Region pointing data

—————

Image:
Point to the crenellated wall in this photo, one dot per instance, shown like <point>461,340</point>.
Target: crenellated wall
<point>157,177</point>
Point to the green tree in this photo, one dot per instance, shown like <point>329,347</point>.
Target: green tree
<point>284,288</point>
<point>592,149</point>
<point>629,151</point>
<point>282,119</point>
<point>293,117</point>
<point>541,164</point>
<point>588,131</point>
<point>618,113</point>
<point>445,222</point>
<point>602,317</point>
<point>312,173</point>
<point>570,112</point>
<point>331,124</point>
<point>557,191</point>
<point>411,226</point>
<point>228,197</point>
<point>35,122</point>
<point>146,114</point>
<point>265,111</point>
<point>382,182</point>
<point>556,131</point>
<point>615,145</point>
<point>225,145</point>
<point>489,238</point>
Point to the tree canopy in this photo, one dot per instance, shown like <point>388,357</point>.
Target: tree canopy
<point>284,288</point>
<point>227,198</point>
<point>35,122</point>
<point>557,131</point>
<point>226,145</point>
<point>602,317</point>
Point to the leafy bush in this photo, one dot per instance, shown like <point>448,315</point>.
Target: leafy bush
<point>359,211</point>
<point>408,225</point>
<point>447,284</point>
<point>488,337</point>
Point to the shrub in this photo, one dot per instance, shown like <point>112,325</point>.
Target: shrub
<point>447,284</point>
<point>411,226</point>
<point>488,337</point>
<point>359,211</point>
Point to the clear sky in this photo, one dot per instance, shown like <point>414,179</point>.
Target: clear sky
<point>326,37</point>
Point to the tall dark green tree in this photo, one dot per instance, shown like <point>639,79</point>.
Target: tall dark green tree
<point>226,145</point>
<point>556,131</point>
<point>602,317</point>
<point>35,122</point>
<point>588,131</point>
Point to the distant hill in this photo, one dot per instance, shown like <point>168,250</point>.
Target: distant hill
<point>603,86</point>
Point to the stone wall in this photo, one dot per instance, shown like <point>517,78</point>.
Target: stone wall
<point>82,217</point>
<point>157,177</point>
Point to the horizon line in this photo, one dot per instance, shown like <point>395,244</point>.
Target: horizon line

—————

§ **TASK TO COMPLETE**
Print, exactly as written, the first line of the records above and each line after it until the line with "Point to the green", which is printed too.

§ **RESULT OF THE EXERCISE**
Image:
Point to the crenellated wall in this photo, one dot per instance, shown like <point>461,340</point>.
Target: crenellated wall
<point>157,177</point>
Point to the green tree in this photo, one dot per instance, shown like <point>329,347</point>.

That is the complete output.